Task brief >> Put every line of the data below into a numbered list, skipping blank lines. Leave the pictures out of your answer.

-- BEGIN Supplied material --

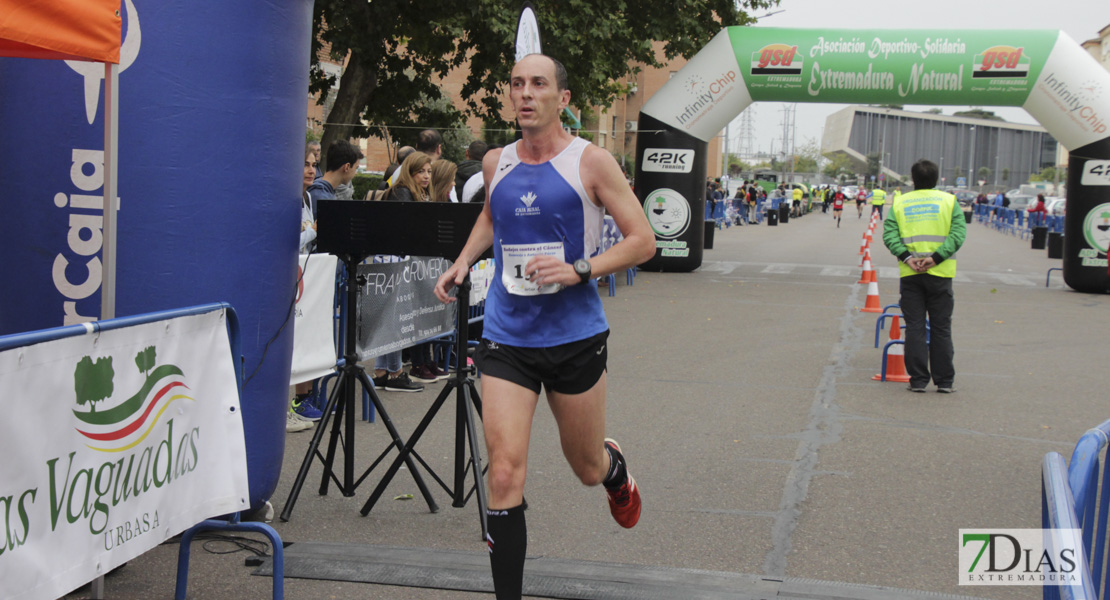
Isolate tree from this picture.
[867,152,879,179]
[952,108,1006,121]
[310,0,778,159]
[73,356,115,413]
[135,346,157,375]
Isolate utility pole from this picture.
[968,125,982,192]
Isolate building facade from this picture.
[821,106,1059,189]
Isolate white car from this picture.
[1045,197,1068,216]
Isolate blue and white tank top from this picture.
[484,133,608,348]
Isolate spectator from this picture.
[381,145,416,188]
[384,152,433,202]
[306,140,324,181]
[1029,194,1048,225]
[307,140,362,209]
[416,129,443,160]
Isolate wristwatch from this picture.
[574,258,594,283]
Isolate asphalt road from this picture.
[69,211,1110,600]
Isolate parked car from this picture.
[1045,196,1068,216]
[949,190,978,206]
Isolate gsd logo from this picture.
[971,45,1029,79]
[751,43,801,75]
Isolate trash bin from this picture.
[1031,227,1048,250]
[1048,232,1063,258]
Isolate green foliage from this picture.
[867,152,879,177]
[73,356,115,413]
[351,171,390,200]
[1029,166,1068,182]
[310,0,778,149]
[135,346,157,373]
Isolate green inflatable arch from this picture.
[636,27,1110,293]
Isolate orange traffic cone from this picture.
[860,281,882,313]
[856,248,878,282]
[871,315,909,384]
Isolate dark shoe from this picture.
[382,373,424,391]
[605,438,640,529]
[408,365,436,384]
[426,365,451,382]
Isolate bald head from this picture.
[514,54,571,92]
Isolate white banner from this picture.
[289,254,339,385]
[0,311,249,600]
[1025,31,1110,150]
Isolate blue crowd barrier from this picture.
[0,302,285,600]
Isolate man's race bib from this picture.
[501,242,566,296]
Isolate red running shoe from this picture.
[605,438,639,529]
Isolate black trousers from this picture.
[898,273,956,387]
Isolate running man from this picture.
[435,54,655,600]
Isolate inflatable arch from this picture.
[0,0,312,507]
[636,27,1110,293]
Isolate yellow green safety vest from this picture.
[890,190,956,278]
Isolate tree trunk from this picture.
[320,50,377,170]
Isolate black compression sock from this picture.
[486,505,528,600]
[602,444,628,489]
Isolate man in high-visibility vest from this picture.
[882,159,967,394]
[871,187,887,221]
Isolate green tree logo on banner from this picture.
[73,348,114,413]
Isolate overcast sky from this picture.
[729,0,1110,152]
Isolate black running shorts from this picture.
[474,330,609,395]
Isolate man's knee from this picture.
[487,460,525,492]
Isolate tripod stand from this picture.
[362,276,488,539]
[281,254,440,521]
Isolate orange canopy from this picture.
[0,0,122,64]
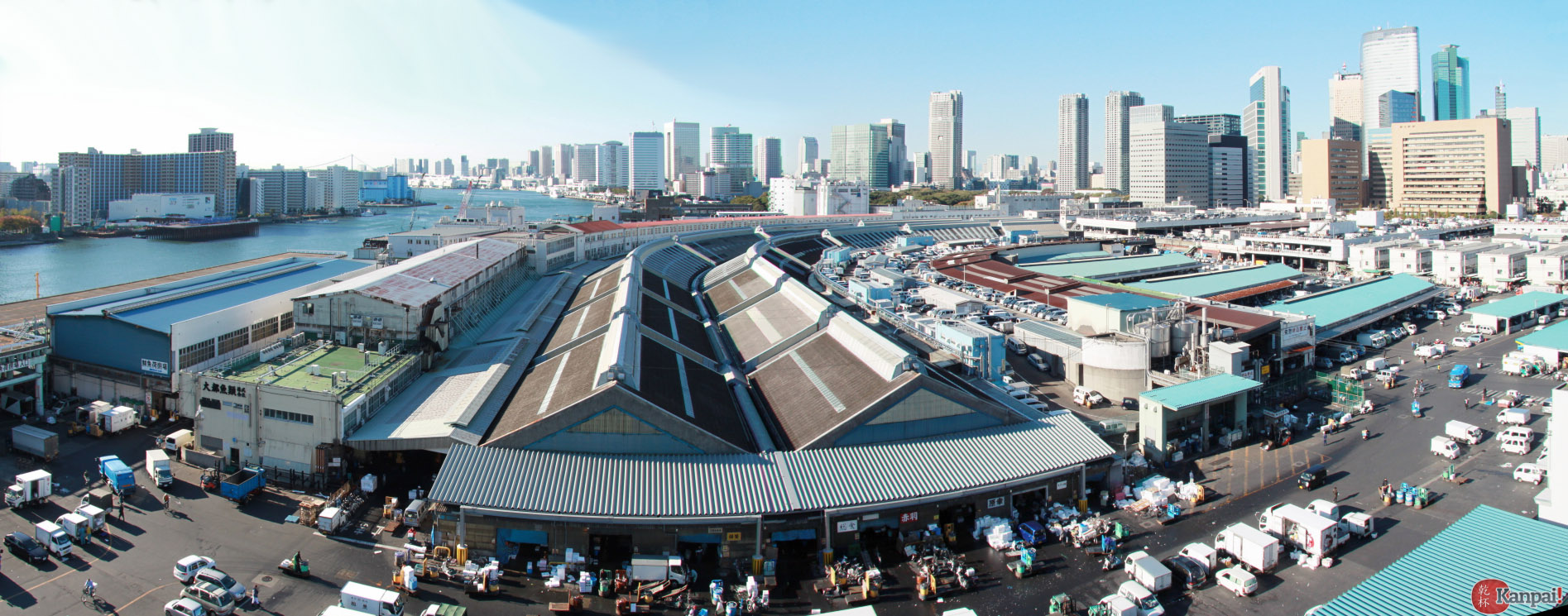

-- END Supplied material --

Reply >>
1. Isolate tree from this picture.
2. [867,152,879,179]
3. [952,108,1006,121]
4. [310,0,778,159]
5. [73,356,115,413]
6. [135,346,157,375]
7. Isolate utility pole from this picture.
8. [968,125,982,192]
9. Isolate building facade from this picture.
10. [821,106,1059,189]
11. Isolate white car from this picture.
12. [1045,197,1068,216]
13. Isolate blue and white tank top from this picture.
14. [484,133,608,348]
15. Isolate spectator from this picture.
16. [381,145,416,188]
17. [384,152,433,202]
18. [306,140,324,181]
19. [1029,194,1048,225]
20. [307,140,362,209]
21. [416,129,443,160]
22. Isolate wristwatch from this picture.
23. [574,258,594,283]
24. Isolate asphalt road from this picture.
25. [69,211,1110,600]
26. Isolate parked car from this picture.
27. [1045,196,1068,216]
28. [949,190,978,206]
29. Isolate gsd logo from this picture.
30. [971,45,1029,79]
31. [751,43,801,75]
32. Isolate trash bin from this picture.
33. [1031,227,1048,250]
34. [1048,232,1063,258]
35. Isolate green foliage from this picture.
36. [867,152,879,177]
37. [73,356,115,413]
38. [351,171,390,200]
39. [1029,166,1068,182]
40. [310,0,778,149]
41. [135,346,157,373]
42. Isolate green inflatable arch from this picture.
43. [636,27,1110,293]
44. Isolate orange traffic cone from this picture.
45. [860,281,882,313]
46. [856,248,878,282]
47. [871,315,909,384]
48. Isolate dark shoe from this picture.
49. [382,373,424,391]
50. [605,438,640,529]
51. [408,365,436,384]
52. [426,365,451,382]
53. Isolate bald head from this picture.
54. [514,54,571,92]
55. Isolate white banner from this picture.
56. [289,254,339,385]
57. [0,311,249,600]
58. [1025,31,1110,150]
59. Isolate blue crowd barrier from this picture.
60. [0,302,285,600]
61. Isolate man's race bib from this picture.
62. [501,242,566,296]
63. Isolate red running shoe from this picture.
64. [605,438,639,529]
65. Isolate black trousers from this picture.
66. [898,273,956,387]
67. Isolate running man from this picture.
68. [435,54,655,600]
69. Isolate inflatable arch from this picture.
70. [0,0,312,507]
71. [636,27,1110,293]
72. Isolate yellow green safety vest from this picture.
73. [890,190,956,278]
74. Isolate tree trunk from this picture.
75. [320,50,377,170]
76. Isolate black compression sock from this picture.
77. [486,505,528,600]
78. [602,444,628,489]
79. Isolate man in high-visibility vest from this picture.
80. [882,159,967,394]
81. [871,187,887,221]
82. Isolate green tree logo on banner from this picture.
83. [73,348,114,413]
84. Isolate overcast sky from this picture.
85. [729,0,1110,152]
86. Isolate black running shorts from this picture.
87. [474,330,609,395]
88. Isolate man's knee from this picture.
89. [487,460,525,492]
90. Isolate tripod stand from this picture.
91. [362,276,488,539]
92. [281,254,440,521]
93. Isolate orange canopy from this picture.
94. [0,0,122,64]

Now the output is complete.